Short exercise: Update everything from the line containing "In the photograph above, where can the sky" down to the last line, changing "distant headland" to "far headland" and leaving the rest unchanged.
═══ Data shown
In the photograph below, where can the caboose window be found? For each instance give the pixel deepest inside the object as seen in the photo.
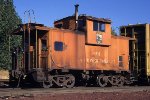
(102, 27)
(44, 45)
(98, 26)
(58, 46)
(120, 61)
(95, 26)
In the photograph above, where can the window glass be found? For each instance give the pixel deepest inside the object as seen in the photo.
(120, 61)
(58, 46)
(44, 45)
(95, 26)
(101, 27)
(98, 26)
(59, 26)
(99, 38)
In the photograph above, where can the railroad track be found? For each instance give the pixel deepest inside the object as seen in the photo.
(76, 92)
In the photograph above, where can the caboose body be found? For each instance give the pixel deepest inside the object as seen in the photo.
(79, 50)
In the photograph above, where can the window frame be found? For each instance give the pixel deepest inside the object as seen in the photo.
(99, 26)
(58, 46)
(120, 61)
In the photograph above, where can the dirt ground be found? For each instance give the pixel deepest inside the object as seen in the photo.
(79, 93)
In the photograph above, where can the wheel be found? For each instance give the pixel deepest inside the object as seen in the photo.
(70, 81)
(102, 80)
(47, 84)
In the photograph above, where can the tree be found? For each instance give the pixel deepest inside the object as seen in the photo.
(113, 31)
(8, 22)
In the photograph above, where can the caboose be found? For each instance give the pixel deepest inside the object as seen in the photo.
(78, 50)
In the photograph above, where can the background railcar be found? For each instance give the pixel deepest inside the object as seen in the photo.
(139, 48)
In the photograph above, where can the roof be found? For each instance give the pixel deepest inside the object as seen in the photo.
(40, 27)
(87, 17)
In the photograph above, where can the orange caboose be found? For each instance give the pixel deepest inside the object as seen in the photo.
(79, 50)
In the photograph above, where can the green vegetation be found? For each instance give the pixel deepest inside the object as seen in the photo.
(8, 22)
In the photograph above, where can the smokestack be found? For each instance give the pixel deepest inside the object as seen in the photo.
(76, 16)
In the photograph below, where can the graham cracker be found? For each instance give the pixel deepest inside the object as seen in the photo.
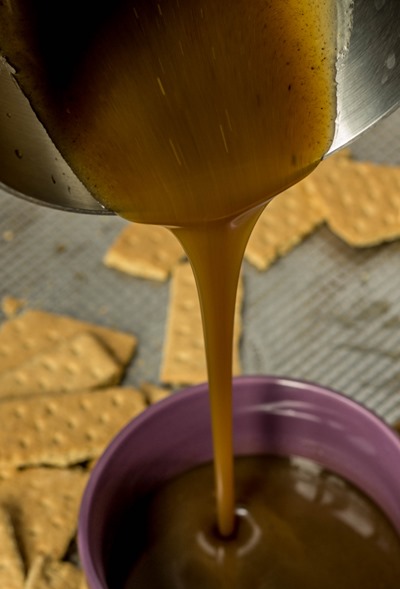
(292, 215)
(44, 505)
(184, 356)
(78, 363)
(154, 393)
(12, 571)
(286, 221)
(64, 429)
(47, 573)
(146, 251)
(35, 331)
(361, 202)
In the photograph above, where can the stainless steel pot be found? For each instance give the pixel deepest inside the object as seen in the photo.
(368, 88)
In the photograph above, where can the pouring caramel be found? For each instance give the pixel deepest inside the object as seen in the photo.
(189, 115)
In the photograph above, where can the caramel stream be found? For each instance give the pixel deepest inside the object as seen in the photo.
(190, 115)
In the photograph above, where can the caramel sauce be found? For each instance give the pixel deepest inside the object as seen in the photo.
(297, 526)
(189, 115)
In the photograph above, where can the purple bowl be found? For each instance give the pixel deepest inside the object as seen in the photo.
(271, 416)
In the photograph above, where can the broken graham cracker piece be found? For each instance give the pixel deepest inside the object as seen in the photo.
(287, 219)
(145, 251)
(184, 356)
(47, 573)
(78, 363)
(35, 331)
(64, 429)
(44, 505)
(361, 202)
(291, 216)
(12, 570)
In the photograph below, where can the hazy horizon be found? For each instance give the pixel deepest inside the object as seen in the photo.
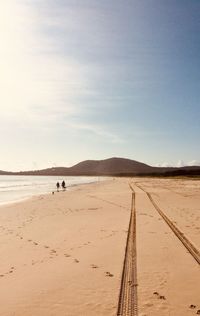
(99, 79)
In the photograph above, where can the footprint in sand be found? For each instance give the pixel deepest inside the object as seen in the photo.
(94, 266)
(108, 274)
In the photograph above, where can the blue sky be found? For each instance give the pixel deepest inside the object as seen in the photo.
(90, 79)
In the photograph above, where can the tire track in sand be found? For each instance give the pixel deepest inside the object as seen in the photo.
(185, 241)
(127, 304)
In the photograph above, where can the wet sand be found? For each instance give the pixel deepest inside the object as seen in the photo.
(63, 254)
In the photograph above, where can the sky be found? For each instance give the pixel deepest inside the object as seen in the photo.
(90, 79)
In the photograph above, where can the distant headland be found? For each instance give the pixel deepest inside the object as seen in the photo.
(111, 167)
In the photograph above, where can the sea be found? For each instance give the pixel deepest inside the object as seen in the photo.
(17, 188)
══════
Complete answer:
In the photograph above, where can the sky be found? For each instance give the pixel deepest inside the object as seen in the photo.
(90, 79)
In the photograph above, where can the far headland be found? For each instance give the pixel deepest inside the object as seen in the photo.
(111, 167)
In the photograph above, where can the sea be found? For each instance give the pixel deepest inside the object as seen in the photo.
(17, 188)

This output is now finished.